Extracted records |
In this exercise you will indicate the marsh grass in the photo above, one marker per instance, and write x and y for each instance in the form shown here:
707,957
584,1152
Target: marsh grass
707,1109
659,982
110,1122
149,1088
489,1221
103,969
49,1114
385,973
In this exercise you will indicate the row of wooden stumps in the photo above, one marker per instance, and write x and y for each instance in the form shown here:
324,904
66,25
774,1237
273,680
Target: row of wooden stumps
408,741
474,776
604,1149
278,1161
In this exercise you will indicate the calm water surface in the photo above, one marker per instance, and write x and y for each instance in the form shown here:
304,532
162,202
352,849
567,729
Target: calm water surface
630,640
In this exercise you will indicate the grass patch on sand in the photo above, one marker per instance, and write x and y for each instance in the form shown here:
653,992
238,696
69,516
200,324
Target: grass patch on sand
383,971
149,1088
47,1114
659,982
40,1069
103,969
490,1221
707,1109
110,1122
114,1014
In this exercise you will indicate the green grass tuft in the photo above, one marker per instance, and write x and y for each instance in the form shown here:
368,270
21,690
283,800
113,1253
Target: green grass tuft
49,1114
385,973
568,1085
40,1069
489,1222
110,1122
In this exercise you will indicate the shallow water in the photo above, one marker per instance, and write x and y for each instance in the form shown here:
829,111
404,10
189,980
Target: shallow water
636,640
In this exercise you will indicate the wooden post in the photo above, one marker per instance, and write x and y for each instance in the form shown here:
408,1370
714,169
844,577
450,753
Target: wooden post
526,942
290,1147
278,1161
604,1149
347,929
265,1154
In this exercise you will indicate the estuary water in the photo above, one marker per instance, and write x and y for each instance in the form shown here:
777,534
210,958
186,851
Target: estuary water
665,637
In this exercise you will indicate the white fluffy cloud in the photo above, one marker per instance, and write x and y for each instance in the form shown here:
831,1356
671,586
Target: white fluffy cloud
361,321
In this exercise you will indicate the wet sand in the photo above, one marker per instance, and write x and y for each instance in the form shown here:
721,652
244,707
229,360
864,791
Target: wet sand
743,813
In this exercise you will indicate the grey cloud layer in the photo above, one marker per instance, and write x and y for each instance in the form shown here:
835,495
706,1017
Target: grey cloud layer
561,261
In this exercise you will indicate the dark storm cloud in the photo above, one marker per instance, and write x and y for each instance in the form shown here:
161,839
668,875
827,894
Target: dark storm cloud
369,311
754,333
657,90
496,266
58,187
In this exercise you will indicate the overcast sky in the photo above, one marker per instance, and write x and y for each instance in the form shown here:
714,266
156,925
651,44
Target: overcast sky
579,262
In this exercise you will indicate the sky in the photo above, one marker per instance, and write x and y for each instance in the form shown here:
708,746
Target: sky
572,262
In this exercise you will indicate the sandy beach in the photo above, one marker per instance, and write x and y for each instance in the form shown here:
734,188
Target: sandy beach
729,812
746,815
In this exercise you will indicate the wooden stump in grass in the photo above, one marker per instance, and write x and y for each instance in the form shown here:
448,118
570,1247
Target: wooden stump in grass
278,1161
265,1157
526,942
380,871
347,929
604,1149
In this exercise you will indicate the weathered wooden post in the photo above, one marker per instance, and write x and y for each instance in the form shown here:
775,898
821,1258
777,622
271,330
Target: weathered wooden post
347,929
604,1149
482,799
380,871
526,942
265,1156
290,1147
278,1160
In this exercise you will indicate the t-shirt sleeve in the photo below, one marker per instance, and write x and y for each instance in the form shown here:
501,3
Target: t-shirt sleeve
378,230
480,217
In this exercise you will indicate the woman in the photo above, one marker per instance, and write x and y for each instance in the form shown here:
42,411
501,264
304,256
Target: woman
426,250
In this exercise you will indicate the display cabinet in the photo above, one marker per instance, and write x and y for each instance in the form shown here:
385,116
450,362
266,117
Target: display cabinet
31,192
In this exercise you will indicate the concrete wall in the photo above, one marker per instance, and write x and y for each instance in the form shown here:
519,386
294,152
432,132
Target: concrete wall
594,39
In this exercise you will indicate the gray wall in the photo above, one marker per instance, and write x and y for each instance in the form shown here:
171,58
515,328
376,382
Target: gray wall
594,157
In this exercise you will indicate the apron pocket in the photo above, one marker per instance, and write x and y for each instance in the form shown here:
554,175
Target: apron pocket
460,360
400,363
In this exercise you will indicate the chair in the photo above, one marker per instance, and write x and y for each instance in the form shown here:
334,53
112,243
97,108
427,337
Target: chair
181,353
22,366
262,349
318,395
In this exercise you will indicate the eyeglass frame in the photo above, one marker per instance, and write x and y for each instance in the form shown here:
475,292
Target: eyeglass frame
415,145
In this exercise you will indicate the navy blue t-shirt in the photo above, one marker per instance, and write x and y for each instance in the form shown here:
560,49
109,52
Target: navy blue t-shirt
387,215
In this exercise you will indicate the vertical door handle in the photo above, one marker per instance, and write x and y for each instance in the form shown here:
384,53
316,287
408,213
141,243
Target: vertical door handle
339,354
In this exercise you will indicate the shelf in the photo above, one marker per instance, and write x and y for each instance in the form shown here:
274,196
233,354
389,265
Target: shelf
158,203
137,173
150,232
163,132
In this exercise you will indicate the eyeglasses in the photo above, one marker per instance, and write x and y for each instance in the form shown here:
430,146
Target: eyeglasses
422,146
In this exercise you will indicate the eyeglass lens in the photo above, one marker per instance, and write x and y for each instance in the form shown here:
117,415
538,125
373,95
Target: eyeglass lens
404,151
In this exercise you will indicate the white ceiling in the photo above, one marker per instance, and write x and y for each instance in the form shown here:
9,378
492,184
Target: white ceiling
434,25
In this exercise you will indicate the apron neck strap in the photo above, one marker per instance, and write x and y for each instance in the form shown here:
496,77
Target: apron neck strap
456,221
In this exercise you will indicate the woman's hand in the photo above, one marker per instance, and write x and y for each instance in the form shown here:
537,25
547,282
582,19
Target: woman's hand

The task |
Copy out all of the lines, starting at the line containing "In this exercise you will indicate the apron neck" and ending at the end of the lines above, shifting each answer coordinate up by 7. Leave the sample coordinates after each "In this exercise" sentence unchanged.

Task result |
In this exercise you will indicate the apron neck strap in the photo above, one marker per instance, and write x and y for each instance in the form shown here:
496,77
Target: apron neck strap
463,228
In this exercise you will indicate the woman's hand in the photo above, one marker per instance, and write x and y for each instance in the form shown here:
537,25
547,282
582,19
Target: woman's hand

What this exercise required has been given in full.